▶ Text block
━━━━━━━━━━

Several Shady Cove homes urged to boil water before use

SHADY COVE — Four-dozen households have been advised to boil their water for drinking and cooking until further notice because of low water pressure in wells.

The residents live along Erickson Avenue and are served by the Northridge Water Co., one of several small water companies in the area.

Health officials said water tests have shown no contaminants, but decreased water pressure can allow for backflow into the system.

"Anytime you have a loss of pressure, you have the potential for contaminants possibly getting in there," said Jackson Bowers, Jackson County Environmental Health Division manager.

"It's not saying it will happen or even that it has, but it does happen. The boil water notice is more a prevention mechanism."

The notice is a precaution required by the state Drinking Water Program, Bowers said.

The residents served by Northridge include tenants of Jackson County Housing Authority, which is delivering water at the county's expense.

━━━━━━━━━━

▶ Study material

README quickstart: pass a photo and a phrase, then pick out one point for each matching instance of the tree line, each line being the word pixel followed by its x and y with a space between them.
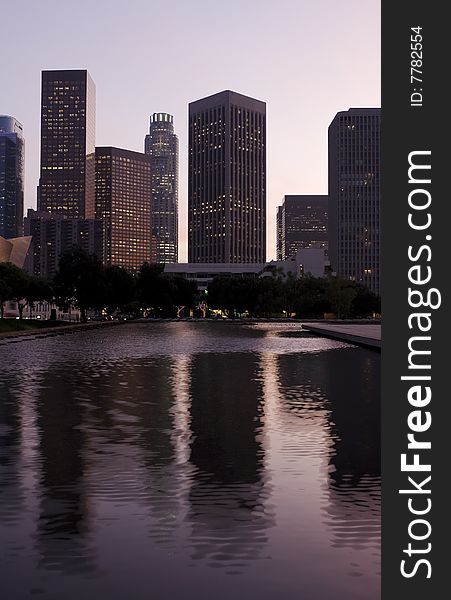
pixel 84 282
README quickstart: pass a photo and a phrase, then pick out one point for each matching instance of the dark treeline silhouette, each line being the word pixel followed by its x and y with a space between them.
pixel 307 297
pixel 82 281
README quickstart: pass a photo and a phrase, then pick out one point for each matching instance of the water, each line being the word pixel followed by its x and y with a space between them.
pixel 189 460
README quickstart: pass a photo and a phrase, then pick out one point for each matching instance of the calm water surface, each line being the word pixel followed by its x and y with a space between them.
pixel 189 460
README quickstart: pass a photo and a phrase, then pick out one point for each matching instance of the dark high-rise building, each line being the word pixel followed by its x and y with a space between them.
pixel 54 234
pixel 67 180
pixel 354 195
pixel 162 145
pixel 11 177
pixel 123 202
pixel 227 179
pixel 301 223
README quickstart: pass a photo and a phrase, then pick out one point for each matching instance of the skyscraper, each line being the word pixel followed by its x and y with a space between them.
pixel 301 224
pixel 227 179
pixel 67 180
pixel 123 201
pixel 162 145
pixel 11 177
pixel 354 195
pixel 53 234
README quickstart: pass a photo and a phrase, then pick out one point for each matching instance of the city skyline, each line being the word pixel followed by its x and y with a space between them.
pixel 294 71
pixel 227 179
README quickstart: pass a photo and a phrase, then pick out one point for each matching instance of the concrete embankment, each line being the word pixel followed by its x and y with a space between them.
pixel 52 331
pixel 367 335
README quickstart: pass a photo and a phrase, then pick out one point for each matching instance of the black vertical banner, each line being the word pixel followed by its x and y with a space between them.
pixel 416 401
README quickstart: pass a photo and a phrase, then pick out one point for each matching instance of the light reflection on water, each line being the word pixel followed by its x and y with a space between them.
pixel 176 460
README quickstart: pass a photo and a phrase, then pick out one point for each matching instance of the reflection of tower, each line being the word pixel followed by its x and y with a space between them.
pixel 343 386
pixel 227 497
pixel 353 390
pixel 63 504
pixel 11 495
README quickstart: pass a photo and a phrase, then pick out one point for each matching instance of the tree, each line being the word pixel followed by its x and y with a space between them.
pixel 120 288
pixel 366 303
pixel 341 293
pixel 8 272
pixel 13 285
pixel 184 293
pixel 80 281
pixel 154 290
pixel 38 289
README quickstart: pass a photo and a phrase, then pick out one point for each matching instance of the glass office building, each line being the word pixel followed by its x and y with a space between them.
pixel 162 146
pixel 12 155
pixel 227 179
pixel 354 196
pixel 67 178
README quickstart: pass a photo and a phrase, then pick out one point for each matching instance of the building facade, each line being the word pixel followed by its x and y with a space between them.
pixel 162 145
pixel 123 202
pixel 227 180
pixel 51 235
pixel 301 224
pixel 354 196
pixel 67 180
pixel 12 155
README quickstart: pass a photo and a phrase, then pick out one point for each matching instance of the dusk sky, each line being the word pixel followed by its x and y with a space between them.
pixel 306 60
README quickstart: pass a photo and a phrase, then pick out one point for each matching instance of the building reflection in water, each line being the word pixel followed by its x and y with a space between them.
pixel 11 492
pixel 345 387
pixel 62 524
pixel 227 513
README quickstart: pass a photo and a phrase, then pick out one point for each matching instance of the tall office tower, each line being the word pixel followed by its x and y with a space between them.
pixel 354 195
pixel 53 234
pixel 227 179
pixel 301 223
pixel 162 145
pixel 67 180
pixel 12 150
pixel 124 203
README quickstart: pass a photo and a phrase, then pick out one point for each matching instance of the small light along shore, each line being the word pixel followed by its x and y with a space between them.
pixel 15 329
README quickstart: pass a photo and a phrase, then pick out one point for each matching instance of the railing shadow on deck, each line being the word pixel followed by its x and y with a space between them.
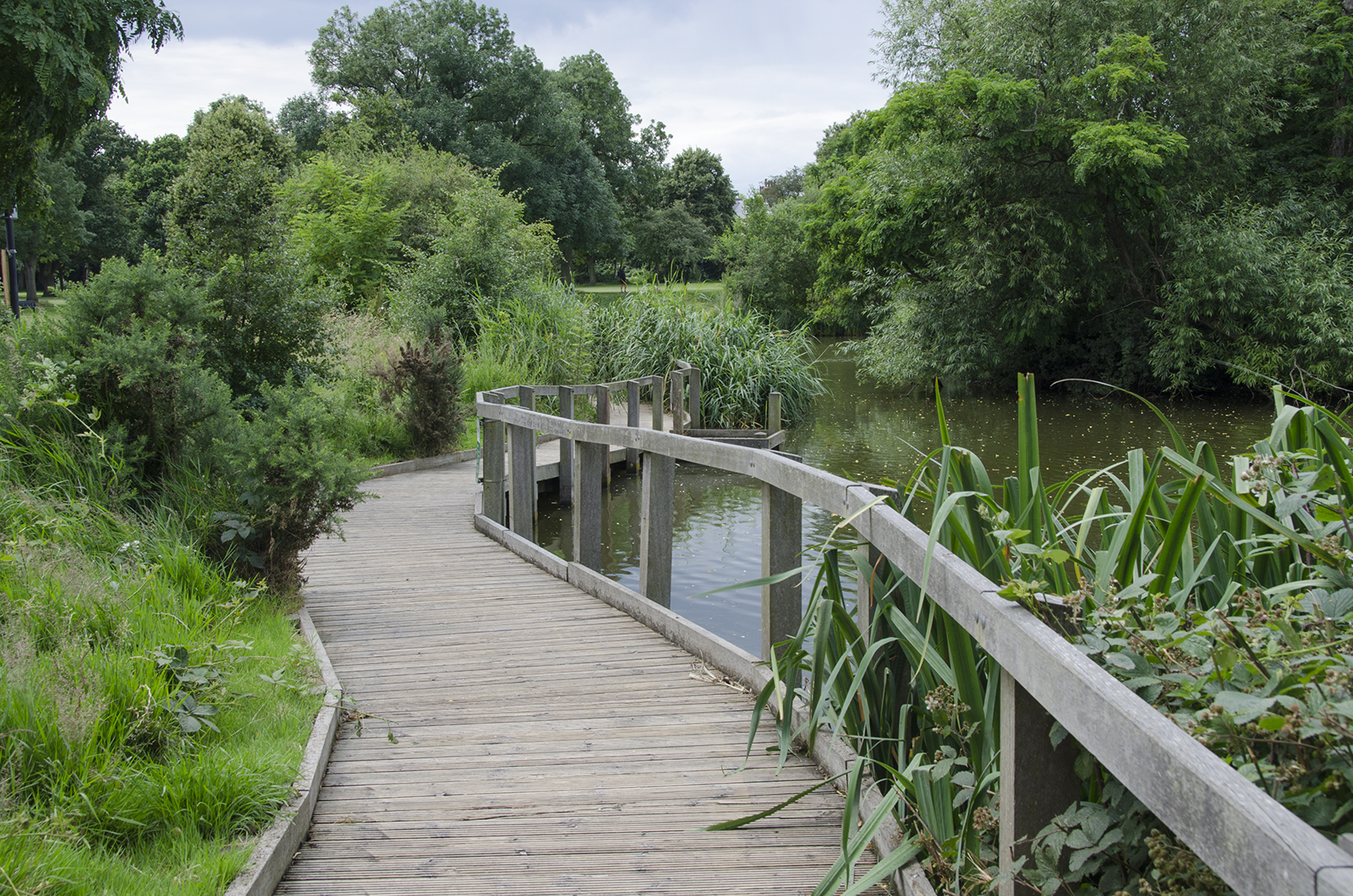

━━━━━━━━━━

▶ Assigned task
Decide whether each statement below agrees with the Shady Cove water article above. Answer yes or no for each, and quote the words of the article that decide it.
(a) Water tests found contaminants in the Northridge system.
(b) The state Drinking Water Program requires the boil water notice.
(c) Jackson County Housing Authority is delivering water at the tenants' own expense.

▶ Result
(a) No: "water tests have shown no contaminants"
(b) Yes: "The notice is a precaution required by the state Drinking Water Program"
(c) No: "which is delivering water at the county's expense"